About this task: Beneath this task is a listing; tally its lines that contain "strap" and give only the total.

************

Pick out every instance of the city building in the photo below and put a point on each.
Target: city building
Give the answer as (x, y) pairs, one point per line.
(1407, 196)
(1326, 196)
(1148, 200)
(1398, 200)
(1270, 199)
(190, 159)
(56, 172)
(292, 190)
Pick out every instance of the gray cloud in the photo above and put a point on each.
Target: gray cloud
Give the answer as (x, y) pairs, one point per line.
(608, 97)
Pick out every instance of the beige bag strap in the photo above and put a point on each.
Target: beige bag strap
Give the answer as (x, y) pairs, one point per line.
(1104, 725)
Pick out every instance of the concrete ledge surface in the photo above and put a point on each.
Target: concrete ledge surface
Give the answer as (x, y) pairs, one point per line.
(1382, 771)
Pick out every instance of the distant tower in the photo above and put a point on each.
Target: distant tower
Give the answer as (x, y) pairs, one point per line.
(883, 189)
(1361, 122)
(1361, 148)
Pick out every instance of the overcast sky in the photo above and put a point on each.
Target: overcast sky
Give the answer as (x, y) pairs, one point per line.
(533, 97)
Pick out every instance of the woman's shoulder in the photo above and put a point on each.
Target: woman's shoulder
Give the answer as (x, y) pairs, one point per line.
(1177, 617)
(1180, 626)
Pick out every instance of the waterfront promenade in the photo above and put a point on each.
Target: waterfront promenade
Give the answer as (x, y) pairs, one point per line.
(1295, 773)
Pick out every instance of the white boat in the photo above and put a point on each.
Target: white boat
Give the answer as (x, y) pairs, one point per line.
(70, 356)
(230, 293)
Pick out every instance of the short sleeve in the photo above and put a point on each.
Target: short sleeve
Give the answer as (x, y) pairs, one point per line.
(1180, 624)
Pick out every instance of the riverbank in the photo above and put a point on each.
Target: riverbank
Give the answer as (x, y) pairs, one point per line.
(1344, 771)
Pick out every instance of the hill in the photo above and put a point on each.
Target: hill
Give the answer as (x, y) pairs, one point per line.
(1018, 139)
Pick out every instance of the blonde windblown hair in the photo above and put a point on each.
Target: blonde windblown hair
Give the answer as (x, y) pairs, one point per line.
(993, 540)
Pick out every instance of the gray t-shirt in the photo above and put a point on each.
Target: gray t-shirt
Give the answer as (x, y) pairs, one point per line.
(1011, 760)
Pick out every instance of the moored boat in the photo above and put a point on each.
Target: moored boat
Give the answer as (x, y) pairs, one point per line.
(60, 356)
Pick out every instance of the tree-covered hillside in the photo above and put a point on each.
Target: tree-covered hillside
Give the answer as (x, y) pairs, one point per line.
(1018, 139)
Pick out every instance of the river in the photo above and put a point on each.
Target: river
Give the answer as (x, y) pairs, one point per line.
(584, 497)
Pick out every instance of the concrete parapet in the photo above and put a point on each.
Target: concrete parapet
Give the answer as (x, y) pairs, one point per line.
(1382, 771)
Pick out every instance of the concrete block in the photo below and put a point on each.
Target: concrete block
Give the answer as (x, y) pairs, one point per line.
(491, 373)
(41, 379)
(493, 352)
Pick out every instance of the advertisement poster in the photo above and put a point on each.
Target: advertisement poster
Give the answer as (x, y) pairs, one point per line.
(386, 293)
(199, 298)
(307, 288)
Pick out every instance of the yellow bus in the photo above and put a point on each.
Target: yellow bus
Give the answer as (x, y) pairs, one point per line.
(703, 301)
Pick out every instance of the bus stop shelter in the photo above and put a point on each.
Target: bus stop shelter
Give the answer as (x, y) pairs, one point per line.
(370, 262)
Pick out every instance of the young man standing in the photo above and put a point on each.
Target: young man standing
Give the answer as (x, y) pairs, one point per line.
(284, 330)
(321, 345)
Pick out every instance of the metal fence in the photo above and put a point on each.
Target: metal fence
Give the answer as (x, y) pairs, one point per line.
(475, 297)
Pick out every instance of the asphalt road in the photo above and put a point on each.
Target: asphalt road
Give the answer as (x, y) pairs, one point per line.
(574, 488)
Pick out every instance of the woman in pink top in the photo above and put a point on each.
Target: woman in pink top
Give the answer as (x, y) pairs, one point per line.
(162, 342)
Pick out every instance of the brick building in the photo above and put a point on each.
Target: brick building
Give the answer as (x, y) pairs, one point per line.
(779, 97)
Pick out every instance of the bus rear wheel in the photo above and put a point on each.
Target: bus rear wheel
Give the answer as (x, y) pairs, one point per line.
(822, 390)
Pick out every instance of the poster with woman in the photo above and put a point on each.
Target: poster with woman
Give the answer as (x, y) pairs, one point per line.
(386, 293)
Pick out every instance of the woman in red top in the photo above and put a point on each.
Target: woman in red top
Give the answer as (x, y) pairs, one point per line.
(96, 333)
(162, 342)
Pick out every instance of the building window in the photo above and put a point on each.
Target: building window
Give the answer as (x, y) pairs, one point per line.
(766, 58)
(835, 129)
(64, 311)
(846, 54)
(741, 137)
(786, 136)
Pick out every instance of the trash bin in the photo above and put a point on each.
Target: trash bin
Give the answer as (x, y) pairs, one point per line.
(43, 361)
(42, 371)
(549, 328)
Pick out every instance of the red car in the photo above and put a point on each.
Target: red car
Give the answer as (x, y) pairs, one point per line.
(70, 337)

************

Solution to the problem: 2